▶ WHAT YOU HAVE TO DO
Using the report on the Westminster Hall debate below, decide whether each statement agrees with it, giving yes or no and quoting the deciding words. (a) The debate on forced organ harvesting took place in Westminster Hall. (b) Fifteen Parliament members attended the debate. (c) BBC Radio 4 reported on the debate on March 27.

(Minghui.org) A debated titled “Forced Live Organ Extraction in China” was held in the British House of Parliament on March 26, 2019. Several Parliament members from multiple parties voiced their outrage and concern over the state-sanctioned crime of forced organ harvesting being carried out in China. BBC Radio 4 covered the debate during the “Yesterday in Parliament” program on March 27.

The debate on forced organ harvesting was held in Westminster Hall.

Jim Shannon, MP, is the debate host and chair of the all-party parliamentary group on freedom of religion and belief.

Twelve Parliament members from multiple political parties attended the debate, which was hosted by MP Jim Shannon, chair of the all-party parliamentary group on freedom of religion and belief.

The lawmakers urged the UK government to hold China accountable for an alleged crime that some might find too disturbing to believe: the practice of forced organ harvesting from prisoners of conscience.

▶ SUPPLIED DATA
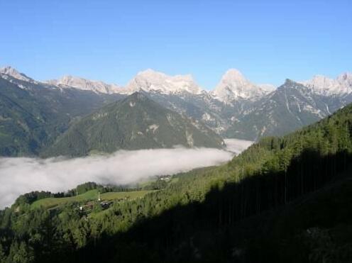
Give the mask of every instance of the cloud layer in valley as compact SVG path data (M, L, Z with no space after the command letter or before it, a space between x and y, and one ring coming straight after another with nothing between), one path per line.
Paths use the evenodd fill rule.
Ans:
M233 157L217 149L158 149L118 151L107 156L65 160L0 159L0 208L31 191L64 191L77 184L126 184L155 175L173 174L215 165Z

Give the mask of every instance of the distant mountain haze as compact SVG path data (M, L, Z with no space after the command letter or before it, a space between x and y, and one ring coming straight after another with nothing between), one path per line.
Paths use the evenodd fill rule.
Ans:
M161 111L172 111L181 116L180 120L185 123L192 123L208 134L214 132L223 138L257 140L263 136L282 135L295 130L352 102L352 74L343 73L335 79L315 76L299 82L287 80L275 89L270 84L253 84L238 70L231 69L214 90L208 91L191 75L168 76L153 69L138 73L126 86L121 86L70 75L40 82L6 67L0 69L0 106L3 109L0 113L0 155L53 153L49 149L58 147L63 134L72 133L72 127L78 127L80 119L83 121L102 110L101 107L135 92L153 100L159 109L163 108ZM131 109L126 107L125 114ZM134 118L142 117L136 113ZM153 124L158 125L148 125ZM142 128L147 128L127 129L131 133L143 133L143 136L136 139L135 146L125 146L126 148L136 149L138 145L145 145L142 148L147 145L170 147L175 142L164 138L163 142L157 143L153 139L152 145L151 138ZM96 128L96 131L104 130L103 127ZM128 136L135 135L131 133ZM214 134L211 137L215 138ZM191 146L185 140L182 142L180 144ZM202 146L219 146L211 140L208 142L204 141ZM126 142L121 143L113 145L120 149ZM97 150L101 150L106 149ZM84 154L91 151L86 150Z

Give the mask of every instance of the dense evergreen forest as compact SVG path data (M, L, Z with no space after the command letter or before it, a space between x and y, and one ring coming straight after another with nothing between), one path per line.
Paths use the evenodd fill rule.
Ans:
M99 216L21 196L0 213L0 262L351 262L351 172L349 105Z

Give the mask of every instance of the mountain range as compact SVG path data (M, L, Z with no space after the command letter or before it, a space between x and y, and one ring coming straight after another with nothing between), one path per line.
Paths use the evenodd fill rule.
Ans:
M36 155L53 147L65 132L72 133L70 128L79 119L135 92L203 130L205 127L223 138L258 140L297 130L352 102L352 74L336 79L323 76L304 82L287 79L275 89L253 84L239 71L229 69L209 91L191 75L168 76L152 69L138 73L121 86L72 76L40 82L6 67L0 69L4 109L0 153Z

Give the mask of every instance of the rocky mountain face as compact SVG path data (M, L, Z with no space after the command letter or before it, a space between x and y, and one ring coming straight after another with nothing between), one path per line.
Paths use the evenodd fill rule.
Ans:
M73 124L44 155L84 156L175 145L219 148L224 142L204 124L135 92Z
M37 155L70 123L121 95L60 89L0 69L0 155Z
M190 75L168 76L152 69L139 72L124 87L71 76L41 82L10 67L0 69L0 80L2 155L38 154L73 120L136 91L223 137L251 140L293 131L352 102L351 73L335 79L316 76L301 83L287 80L274 89L229 69L211 91ZM15 130L20 130L16 134L21 140L10 139ZM26 145L26 150L18 144Z
M219 101L233 104L241 100L258 100L274 89L270 85L255 85L232 69L225 73L213 94Z

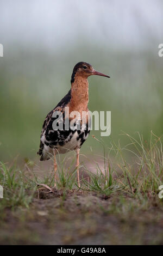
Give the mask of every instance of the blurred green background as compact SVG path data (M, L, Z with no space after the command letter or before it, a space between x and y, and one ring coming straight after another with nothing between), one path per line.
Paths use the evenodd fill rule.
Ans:
M148 5L147 3L148 2ZM89 78L89 109L111 111L111 135L163 132L161 1L1 1L0 160L37 157L46 114L85 61L111 78ZM100 131L91 135L100 137ZM90 136L82 152L99 150Z

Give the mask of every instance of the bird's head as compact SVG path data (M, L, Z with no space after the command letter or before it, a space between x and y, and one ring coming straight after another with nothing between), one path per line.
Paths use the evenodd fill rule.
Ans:
M75 76L87 78L89 76L92 75L110 77L110 76L106 76L106 75L104 75L104 74L95 70L91 64L86 62L81 62L77 63L74 67L71 76L71 83L74 82Z

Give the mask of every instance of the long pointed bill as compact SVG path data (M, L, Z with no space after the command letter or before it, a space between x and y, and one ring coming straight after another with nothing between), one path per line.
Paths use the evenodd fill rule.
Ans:
M93 71L92 75L97 75L97 76L105 76L106 77L109 77L109 78L110 78L110 76L106 76L106 75L104 75L104 74L101 73L100 72L98 72L95 70Z

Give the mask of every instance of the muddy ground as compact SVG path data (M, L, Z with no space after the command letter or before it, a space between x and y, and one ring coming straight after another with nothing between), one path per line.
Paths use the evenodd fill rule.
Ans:
M5 210L1 245L163 244L163 210L154 197L147 210L132 209L133 199L118 192L47 192L36 193L29 209Z

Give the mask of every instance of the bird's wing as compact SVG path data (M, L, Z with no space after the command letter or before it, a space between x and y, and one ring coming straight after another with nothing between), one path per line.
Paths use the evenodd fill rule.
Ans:
M53 114L55 111L61 111L64 112L65 107L68 103L71 100L71 90L64 97L62 100L58 103L56 107L52 110L46 116L43 124L42 131L41 133L41 141L39 150L37 154L40 156L42 154L43 149L43 143L41 138L43 136L45 136L46 139L48 141L53 142L57 140L58 132L53 129L52 124L55 120L55 118L53 117ZM46 143L46 142L45 142ZM53 144L53 143L52 143Z

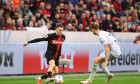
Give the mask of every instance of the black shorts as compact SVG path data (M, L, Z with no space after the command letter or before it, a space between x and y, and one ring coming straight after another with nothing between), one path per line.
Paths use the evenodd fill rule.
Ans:
M59 66L59 57L55 58L55 53L52 51L47 51L45 54L45 57L47 59L47 64L49 64L50 60L54 60L55 61L55 65Z

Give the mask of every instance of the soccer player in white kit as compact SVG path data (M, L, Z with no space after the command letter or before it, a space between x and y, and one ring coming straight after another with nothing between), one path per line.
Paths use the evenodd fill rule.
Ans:
M92 84L92 79L94 78L97 67L99 67L106 73L107 80L105 81L108 83L111 78L114 77L114 74L110 73L107 69L108 61L114 60L118 58L121 54L120 47L116 41L116 39L108 32L106 31L100 31L99 30L99 24L98 23L91 23L91 31L94 35L99 36L99 40L101 44L104 46L105 51L103 51L95 60L93 69L90 73L90 76L85 81L80 81L82 84Z

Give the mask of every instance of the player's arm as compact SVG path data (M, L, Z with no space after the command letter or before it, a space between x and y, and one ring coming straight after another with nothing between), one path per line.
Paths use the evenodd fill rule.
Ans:
M102 68L104 68L107 65L108 58L109 58L109 52L110 52L110 48L109 48L108 44L104 45L104 48L105 48L105 56L106 57L105 57L105 62L103 64Z
M40 41L48 41L48 39L49 39L49 37L33 39L31 41L28 41L28 42L24 43L23 46L27 46L29 43L36 43L36 42L40 42Z

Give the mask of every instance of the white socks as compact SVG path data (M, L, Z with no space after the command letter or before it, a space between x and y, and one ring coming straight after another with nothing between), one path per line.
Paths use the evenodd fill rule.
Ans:
M102 65L103 65L103 63L100 63L100 64L99 64L99 67L100 67L101 69L102 69ZM105 66L102 70L106 73L107 76L109 76L110 72L109 72L109 70L107 69L106 66Z
M94 64L93 65L93 69L91 70L91 73L90 73L90 76L89 76L89 79L92 80L97 72L97 67L98 67L98 64Z

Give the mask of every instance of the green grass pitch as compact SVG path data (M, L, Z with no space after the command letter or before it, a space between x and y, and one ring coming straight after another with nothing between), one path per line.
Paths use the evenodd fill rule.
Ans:
M37 84L35 80L37 76L0 76L0 84ZM63 84L81 84L80 81L87 79L89 74L68 74L62 76L64 78ZM92 84L106 84L106 79L105 73L97 73ZM45 84L45 80L42 80L41 84ZM114 78L108 84L140 84L140 73L115 73Z

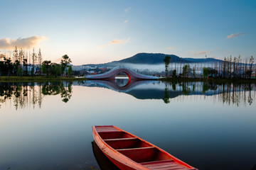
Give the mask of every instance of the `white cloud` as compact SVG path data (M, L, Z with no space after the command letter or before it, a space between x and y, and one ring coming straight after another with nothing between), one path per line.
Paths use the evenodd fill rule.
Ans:
M191 50L191 53L193 54L193 55L207 55L210 52L213 51L213 50L203 50L203 51L196 51L196 50Z
M132 7L127 8L124 9L124 12L128 13L131 10Z
M128 42L129 42L129 40L131 40L130 38L128 38L127 40L117 40L117 39L114 39L112 41L110 41L110 42L105 44L105 45L100 45L100 47L105 47L108 45L115 45L115 44L125 44L127 43Z
M175 47L167 47L167 49L169 50L174 50Z
M230 34L230 35L228 35L227 36L227 38L234 38L234 37L237 37L237 36L239 36L239 35L243 35L243 34L245 34L245 33L236 33L236 34Z
M0 49L14 49L15 46L24 49L30 49L37 45L43 40L48 40L46 37L33 36L25 38L10 40L9 38L0 39Z

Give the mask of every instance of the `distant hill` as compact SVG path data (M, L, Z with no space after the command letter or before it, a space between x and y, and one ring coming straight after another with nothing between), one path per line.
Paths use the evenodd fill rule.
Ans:
M165 55L160 53L138 53L131 57L117 61L117 62L129 64L159 64L164 63L163 60L166 55L171 57L170 62L188 62L188 61L174 55ZM188 61L188 62L191 62Z
M168 55L171 57L170 62L182 62L182 63L192 63L192 62L215 62L221 60L213 58L181 58L174 55L166 55L161 53L138 53L129 58L123 59L119 61L98 64L87 64L90 66L98 67L116 67L120 64L164 64L164 59Z

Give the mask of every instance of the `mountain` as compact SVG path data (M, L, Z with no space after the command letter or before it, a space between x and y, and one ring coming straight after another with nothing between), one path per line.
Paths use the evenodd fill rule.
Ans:
M163 64L163 60L166 55L171 57L170 62L188 62L188 60L178 57L176 55L160 53L138 53L131 57L117 61L117 62L144 64ZM188 62L191 62L188 61Z
M99 64L87 64L89 66L98 67L116 67L120 64L164 64L164 59L168 55L171 57L170 62L181 62L181 63L192 63L192 62L215 62L222 60L213 58L181 58L174 55L166 55L161 53L138 53L129 58L123 59L119 61L112 62Z

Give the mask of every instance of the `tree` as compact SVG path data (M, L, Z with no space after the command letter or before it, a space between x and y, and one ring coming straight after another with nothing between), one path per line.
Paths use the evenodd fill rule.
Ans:
M46 76L48 76L49 75L49 69L50 69L50 61L43 61L42 63L42 70L43 69L43 73L46 74Z
M182 74L183 76L187 77L188 73L191 71L191 67L189 64L185 64L182 67Z
M166 72L166 77L167 77L167 73L168 73L168 67L170 64L171 57L170 56L166 56L164 59L164 65L165 65L165 72Z
M172 76L173 76L174 78L176 78L176 69L174 69L174 70L173 70Z
M64 71L66 70L68 64L70 64L72 62L67 55L63 55L62 57L63 59L61 60L60 64L63 67L62 72L63 74Z
M36 61L36 58L37 58L37 56L36 56L36 54L35 52L35 49L33 49L33 53L32 53L32 69L31 71L31 76L33 76L33 74L35 72L35 62Z
M16 46L15 46L13 55L14 55L14 61L17 60L18 57L18 49L17 49Z
M250 79L251 76L252 76L253 63L254 63L254 58L253 58L253 57L252 56L252 57L250 57L250 61L249 61L249 64L250 64L250 75L249 75Z
M39 64L39 67L42 64L42 60L43 60L43 57L42 57L42 54L41 52L41 48L39 48L39 52L38 52L38 64ZM39 70L39 74L41 74L41 67L39 67L40 70Z
M203 78L206 78L208 76L208 69L206 68L206 67L203 67Z
M70 77L70 76L71 76L71 72L72 72L72 67L69 66L68 67L68 74L69 77Z
M18 76L18 69L19 68L20 63L18 60L15 60L14 63L14 74Z

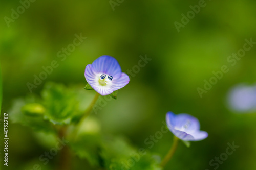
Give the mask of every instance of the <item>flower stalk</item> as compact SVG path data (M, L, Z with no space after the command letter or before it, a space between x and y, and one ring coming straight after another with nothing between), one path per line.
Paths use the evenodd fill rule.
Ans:
M174 155L175 151L178 147L178 143L179 143L179 138L175 136L174 136L174 142L173 143L173 146L170 148L169 152L165 156L165 157L163 160L162 162L160 164L160 166L162 167L164 167L165 166L167 163L172 159L172 157Z

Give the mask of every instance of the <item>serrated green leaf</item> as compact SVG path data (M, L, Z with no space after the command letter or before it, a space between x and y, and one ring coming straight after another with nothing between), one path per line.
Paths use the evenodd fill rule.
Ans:
M47 108L44 117L54 124L69 124L80 111L79 102L72 89L61 84L47 83L41 94Z
M114 91L113 93L110 94L110 95L114 99L117 99L117 92L118 92L118 90Z
M183 143L187 147L187 148L189 148L191 145L191 142L189 141L184 141L181 140L181 141L183 142Z
M31 101L35 102L30 98L15 100L12 108L8 112L10 120L13 123L19 123L35 131L55 133L55 130L51 123L44 120L41 116L30 116L22 113L22 108L27 102L31 102Z
M84 89L88 90L94 90L94 89L91 86L91 85L88 83L86 87L84 87Z

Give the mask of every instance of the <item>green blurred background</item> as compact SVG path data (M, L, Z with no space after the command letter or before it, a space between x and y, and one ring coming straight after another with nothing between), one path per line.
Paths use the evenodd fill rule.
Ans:
M8 112L14 99L30 93L27 83L33 83L34 75L38 76L53 60L59 66L33 89L33 94L39 94L48 81L78 84L82 89L86 66L100 56L116 58L127 73L138 65L140 56L146 55L152 60L119 91L117 100L108 102L95 115L104 133L125 136L138 148L162 157L172 143L171 133L151 149L145 139L160 130L167 111L187 113L199 119L209 137L189 149L180 144L166 169L213 169L209 161L233 141L240 148L218 169L255 169L256 114L230 112L226 97L234 85L256 82L256 46L234 66L227 61L243 47L245 39L256 41L256 2L206 1L206 6L178 32L174 22L181 22L181 14L198 2L124 0L113 11L107 0L37 0L8 27L4 17L11 18L11 9L16 11L21 4L2 0L2 113ZM57 54L73 43L75 34L87 38L62 61ZM229 71L201 98L197 88L203 88L204 80L224 65ZM94 92L87 93L91 98ZM8 169L28 169L30 162L49 149L29 128L13 124L9 128Z

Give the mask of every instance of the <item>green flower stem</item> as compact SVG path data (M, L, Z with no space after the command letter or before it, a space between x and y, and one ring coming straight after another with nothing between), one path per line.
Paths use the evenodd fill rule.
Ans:
M78 131L78 128L81 126L81 125L82 124L83 120L88 117L88 116L90 115L90 113L91 113L91 112L93 110L93 106L95 104L95 103L97 102L97 100L98 100L98 98L100 96L100 94L98 93L96 93L95 96L94 96L94 98L93 99L93 101L92 101L92 103L89 106L89 107L88 109L86 111L86 112L84 113L84 114L83 116L81 118L81 119L79 122L77 126L77 129L75 131L74 134L75 134L75 138L76 138L76 136L77 135L77 131ZM60 128L60 129L58 130L58 137L60 139L62 139L63 137L66 136L66 133L67 133L67 126L63 126ZM71 169L71 153L70 151L70 149L69 147L66 145L64 146L61 150L61 153L60 153L60 161L59 162L58 167L57 169L58 170L69 170Z
M170 148L170 150L169 151L169 152L167 154L166 156L165 156L165 157L164 159L163 160L162 162L160 164L160 166L162 167L164 167L167 163L170 160L170 159L172 158L174 154L174 153L175 152L175 151L176 150L176 149L178 147L178 143L179 142L179 138L177 137L176 136L174 136L174 142L173 143L173 146Z
M94 106L94 105L95 105L95 103L97 102L97 100L98 100L98 98L99 98L99 96L100 95L98 93L96 93L95 94L95 96L94 96L94 98L93 99L93 101L92 101L92 103L90 104L90 106L87 109L87 110L86 111L84 114L83 116L82 116L82 117L81 117L81 119L80 119L79 122L77 124L76 126L76 129L75 130L75 131L73 133L73 138L76 139L77 137L77 133L78 132L78 129L80 127L81 127L81 125L82 124L83 121L88 117L91 113L91 112L93 109L93 107Z

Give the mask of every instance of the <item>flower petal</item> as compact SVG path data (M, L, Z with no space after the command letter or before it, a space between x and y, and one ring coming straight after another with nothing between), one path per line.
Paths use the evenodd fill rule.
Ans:
M116 91L126 86L129 83L130 78L126 74L122 72L119 78L114 79L112 81L111 89Z
M179 128L186 125L186 130L198 130L200 129L200 124L197 118L188 114L182 113L176 116L175 126Z
M92 64L96 73L104 73L108 76L117 79L120 76L121 67L115 58L109 56L102 56L95 60Z
M200 131L198 119L188 114L166 114L168 128L178 138L184 141L199 141L208 137L208 133Z
M92 87L96 86L97 79L96 79L95 71L92 68L92 65L88 64L86 66L86 71L84 71L84 77L86 81Z
M170 130L178 138L184 141L192 141L194 139L194 137L185 132L182 132L177 130L173 129Z
M97 86L94 87L94 89L101 95L109 95L114 92L111 88L104 86Z

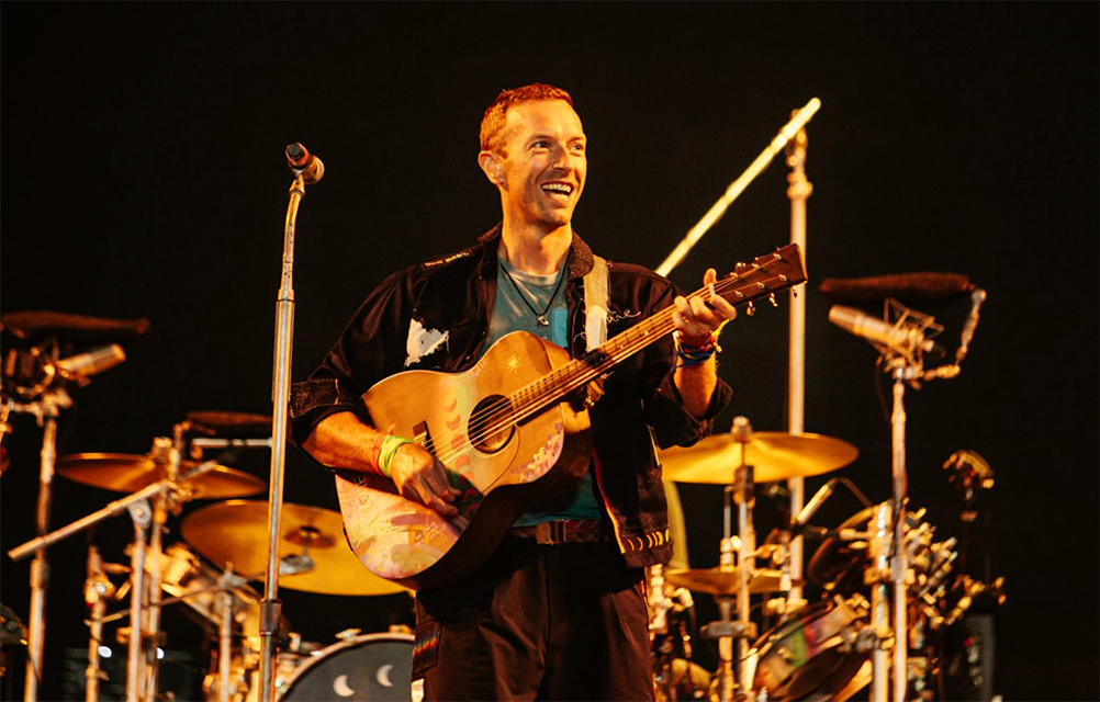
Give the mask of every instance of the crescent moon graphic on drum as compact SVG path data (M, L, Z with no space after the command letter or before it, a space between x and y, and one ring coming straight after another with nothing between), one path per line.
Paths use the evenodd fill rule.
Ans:
M337 676L332 681L332 691L342 698L350 698L355 691L348 687L348 676Z
M378 684L381 684L384 688L394 687L394 683L389 680L389 671L393 669L394 667L389 664L386 664L385 666L378 668L378 672L374 673L374 677L378 680Z

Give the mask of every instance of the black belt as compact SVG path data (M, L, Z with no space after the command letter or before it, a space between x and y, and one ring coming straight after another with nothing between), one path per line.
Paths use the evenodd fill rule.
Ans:
M534 538L543 545L556 544L598 544L610 541L604 523L597 520L554 520L539 522L530 526L514 526L508 530L510 536Z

▶ SOLUTION FOR THIS PROBLEM
(a) Yes: "The debate on forced organ harvesting was held in Westminster Hall."
(b) No: "Twelve Parliament members from multiple political parties attended the debate"
(c) Yes: "BBC Radio 4 covered the debate during the “Yesterday in Parliament” program on March 27."